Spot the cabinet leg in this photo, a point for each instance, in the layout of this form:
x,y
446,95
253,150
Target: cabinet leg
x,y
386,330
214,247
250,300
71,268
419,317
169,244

────────────────────────────────────────

# Problem description
Print every line of the items above without changing anything.

# Response
Spot the cabinet leg in this photo, a point for each instance, in the layout of this form:
x,y
446,95
253,150
Target: cabinet leg
x,y
386,330
214,247
250,300
71,268
419,317
169,244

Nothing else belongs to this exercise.